| ASSIGNMENT |
An exact repetition of every entry, with no images, is the required answer.

| DATA RECORDS |

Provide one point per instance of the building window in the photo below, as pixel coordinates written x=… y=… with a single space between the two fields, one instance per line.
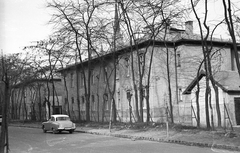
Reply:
x=105 y=74
x=105 y=98
x=180 y=94
x=141 y=58
x=117 y=69
x=234 y=66
x=127 y=65
x=83 y=103
x=92 y=78
x=72 y=100
x=119 y=100
x=81 y=80
x=93 y=103
x=72 y=80
x=178 y=60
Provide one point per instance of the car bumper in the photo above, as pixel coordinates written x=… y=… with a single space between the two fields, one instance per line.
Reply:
x=66 y=129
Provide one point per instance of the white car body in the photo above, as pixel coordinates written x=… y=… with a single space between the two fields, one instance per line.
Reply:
x=59 y=123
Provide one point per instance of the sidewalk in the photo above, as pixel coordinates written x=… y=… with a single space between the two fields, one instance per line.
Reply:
x=218 y=139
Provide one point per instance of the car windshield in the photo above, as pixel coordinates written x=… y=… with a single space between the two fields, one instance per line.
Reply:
x=62 y=119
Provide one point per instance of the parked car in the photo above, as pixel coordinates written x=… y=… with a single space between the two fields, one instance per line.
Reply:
x=58 y=123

| SOLVED PROBLEM |
Provide one point per instance of the building window in the photo below, as pixel coordinates written x=… y=… with a single space between the two fields, one instance per line.
Reply:
x=105 y=74
x=105 y=98
x=180 y=94
x=141 y=58
x=117 y=69
x=234 y=66
x=127 y=65
x=83 y=103
x=92 y=78
x=72 y=100
x=119 y=100
x=81 y=80
x=93 y=103
x=72 y=80
x=178 y=60
Provide one point per instance of the car bumper in the photo above, as pixel coordinates written x=… y=… with a single space between the two fields, one instance per line.
Reply:
x=66 y=129
Provide one point per instance of the white car body in the photo above, as pixel coordinates written x=… y=… with a single space between the two fields, one instance per line.
Reply:
x=59 y=123
Provide one point per instance of the sidewalk in the photo above, as pixel coordinates written x=… y=… with a single space between the two fields, one instance per line.
Reply:
x=218 y=139
Provide one point per instance of the car windshield in the photo above, as pixel coordinates written x=… y=… with a single space between the two fields, one instance per line.
Reply:
x=62 y=119
Provide one point per instance of the parked car in the photo above, as pixel coordinates written x=… y=… with a single space between the two fields, one instance per line.
Reply:
x=58 y=123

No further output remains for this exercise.